## Start RECORDS FOR THE EXERCISE
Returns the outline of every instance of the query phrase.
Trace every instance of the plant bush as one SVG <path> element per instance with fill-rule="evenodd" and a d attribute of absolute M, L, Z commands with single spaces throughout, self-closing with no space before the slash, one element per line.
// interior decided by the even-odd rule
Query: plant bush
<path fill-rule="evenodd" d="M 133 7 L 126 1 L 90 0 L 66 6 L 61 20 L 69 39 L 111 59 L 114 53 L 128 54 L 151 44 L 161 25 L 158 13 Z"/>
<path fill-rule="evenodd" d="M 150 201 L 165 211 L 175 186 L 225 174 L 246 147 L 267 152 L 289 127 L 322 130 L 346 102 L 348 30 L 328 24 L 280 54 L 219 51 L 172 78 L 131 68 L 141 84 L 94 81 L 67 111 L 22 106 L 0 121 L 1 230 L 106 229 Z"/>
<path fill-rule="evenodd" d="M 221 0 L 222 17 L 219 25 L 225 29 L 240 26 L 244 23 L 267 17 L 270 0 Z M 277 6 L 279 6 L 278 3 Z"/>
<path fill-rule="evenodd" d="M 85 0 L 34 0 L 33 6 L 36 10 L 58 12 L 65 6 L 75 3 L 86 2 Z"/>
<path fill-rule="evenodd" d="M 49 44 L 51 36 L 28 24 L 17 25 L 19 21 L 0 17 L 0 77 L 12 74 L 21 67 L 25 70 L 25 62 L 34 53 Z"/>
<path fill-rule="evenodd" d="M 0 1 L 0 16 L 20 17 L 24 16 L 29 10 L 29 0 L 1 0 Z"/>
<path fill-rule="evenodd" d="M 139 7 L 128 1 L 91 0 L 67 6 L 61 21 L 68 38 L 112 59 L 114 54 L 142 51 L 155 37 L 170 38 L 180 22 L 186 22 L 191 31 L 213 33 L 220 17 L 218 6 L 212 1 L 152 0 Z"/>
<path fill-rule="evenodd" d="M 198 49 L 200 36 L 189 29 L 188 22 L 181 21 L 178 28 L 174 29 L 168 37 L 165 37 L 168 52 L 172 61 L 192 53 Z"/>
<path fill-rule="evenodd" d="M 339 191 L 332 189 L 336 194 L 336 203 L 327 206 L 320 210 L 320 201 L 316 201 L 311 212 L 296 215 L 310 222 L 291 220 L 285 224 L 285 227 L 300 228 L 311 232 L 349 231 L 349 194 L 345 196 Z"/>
## End RECORDS FOR THE EXERCISE
Show each line of the material that contains the string "bush". Treat uppercase and lowercase letters as distinct.

» THE SOLUTION
Trace every instance of the plant bush as one SVG <path> element per instance with fill-rule="evenodd" and a d attribute of absolute M, L, Z commands with single spaces throughout, self-closing with no space before the slash, one element per line.
Query: plant bush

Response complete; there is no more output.